* [Comprueba tu comprensión]
1) Enumera los países que el fragmento sobre Guaidó menciona como apoyos de Maduro.
2) Escribe, por favor, la continuación del fragmento sobre Guaidó a partir de su última oración.

::: Fragmento propuesto

El “intervencionismo” imperial
La presidencia de Guaidó fue reconocida de manera inmediata. La OEA, gran parte de los países de América Latina (con algunas excepciones); Estados Unidos, Canadá y el Reino Unido y la Comunidad Europea. De nuevo, las dictaduras o gobiernos despóticos, de Irán a Turquía, de Rusia a China, apoyan a Maduro. Los intereses del petróleo subsidiado y los negocios de Putin y Xi Jinping con el régimen son demasiados para dejarlos ir.

::::::
::: Entradas del listado

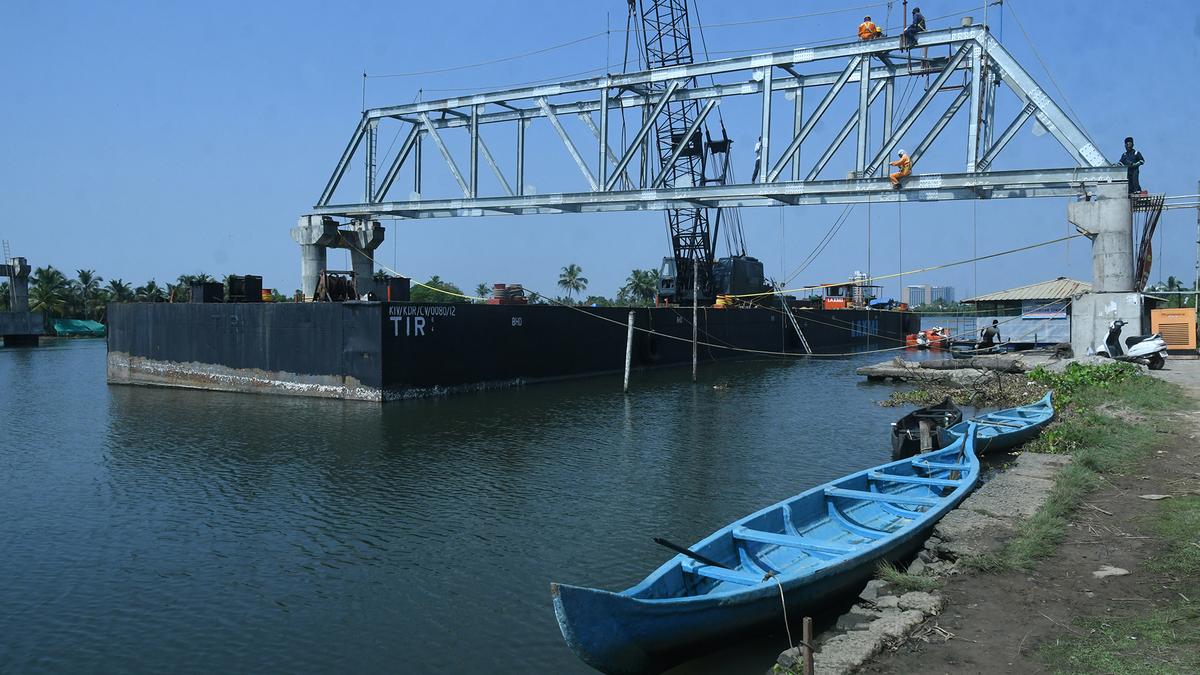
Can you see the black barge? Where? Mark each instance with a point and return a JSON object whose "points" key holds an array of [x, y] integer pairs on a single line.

::::::
::: Entradas del listado

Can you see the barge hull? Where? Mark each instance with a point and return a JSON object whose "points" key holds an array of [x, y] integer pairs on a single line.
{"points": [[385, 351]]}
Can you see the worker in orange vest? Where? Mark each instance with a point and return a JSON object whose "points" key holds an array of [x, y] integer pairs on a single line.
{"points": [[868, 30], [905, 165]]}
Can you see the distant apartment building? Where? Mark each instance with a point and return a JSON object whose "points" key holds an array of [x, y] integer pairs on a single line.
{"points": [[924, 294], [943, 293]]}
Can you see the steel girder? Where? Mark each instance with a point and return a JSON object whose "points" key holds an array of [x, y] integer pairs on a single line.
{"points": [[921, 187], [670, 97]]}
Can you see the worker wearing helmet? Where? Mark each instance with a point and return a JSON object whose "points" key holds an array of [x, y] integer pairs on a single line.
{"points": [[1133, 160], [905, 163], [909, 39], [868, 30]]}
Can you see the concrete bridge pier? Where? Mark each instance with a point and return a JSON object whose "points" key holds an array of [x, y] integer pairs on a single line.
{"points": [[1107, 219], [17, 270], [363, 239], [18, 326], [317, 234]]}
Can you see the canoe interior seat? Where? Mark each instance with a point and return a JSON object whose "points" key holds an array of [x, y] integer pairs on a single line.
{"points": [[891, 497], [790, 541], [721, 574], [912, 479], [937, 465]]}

::::::
::: Entradas del listado

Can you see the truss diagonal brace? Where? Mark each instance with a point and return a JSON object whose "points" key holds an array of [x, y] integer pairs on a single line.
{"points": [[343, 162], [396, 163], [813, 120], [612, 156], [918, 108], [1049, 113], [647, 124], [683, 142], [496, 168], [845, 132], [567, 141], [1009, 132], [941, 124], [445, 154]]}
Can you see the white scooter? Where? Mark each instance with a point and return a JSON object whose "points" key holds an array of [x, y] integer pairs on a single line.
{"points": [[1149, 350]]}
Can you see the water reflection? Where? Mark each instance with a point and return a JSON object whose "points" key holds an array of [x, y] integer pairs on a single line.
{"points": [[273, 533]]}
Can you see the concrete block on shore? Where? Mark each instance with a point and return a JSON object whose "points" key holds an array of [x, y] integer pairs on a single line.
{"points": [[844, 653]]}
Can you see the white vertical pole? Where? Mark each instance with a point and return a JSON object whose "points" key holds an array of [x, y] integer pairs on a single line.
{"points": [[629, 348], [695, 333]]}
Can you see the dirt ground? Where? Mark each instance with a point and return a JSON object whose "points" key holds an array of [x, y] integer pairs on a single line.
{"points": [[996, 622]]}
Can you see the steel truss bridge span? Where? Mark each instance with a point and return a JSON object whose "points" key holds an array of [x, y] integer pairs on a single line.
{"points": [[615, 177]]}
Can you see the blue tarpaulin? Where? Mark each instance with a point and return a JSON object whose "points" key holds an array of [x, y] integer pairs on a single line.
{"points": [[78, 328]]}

::::::

* [Respuestas]
1) Irán, Turquía, Rusia y China.

2)
¿Ha sido esa una intervención orquestada por el “imperio”? La crisis nace del mismo pueblo venezolano, cansado de las arbitrariedades. Además, la invocación a la “soberanía” de Maduro, adolece de un virus totalitario donde dicha noción, la soberanía, se identifica con el Estado, la comunidad política y la nación, como un poder supremo y trascendente, cobijado en las manos de un partido, el PSV, de hecho único. El Castro-chavismo no se ha enterado que la historia cambió. El Estado es solo un instrumento de la comunidad política (o la nación), la que es, eso sí, autónoma, pero con una autonomía relativa dentro de un marco global de derechos humanos. Hablar de soberanía como carte blanche para continuar abusos a la dignidad humana, admite y exige una intervención del mundo internacional. ¿Supone esto intervención militar? Lejos de eso. Pero sí una postura firme respecto a las violaciones de un orden auténticamente democrático.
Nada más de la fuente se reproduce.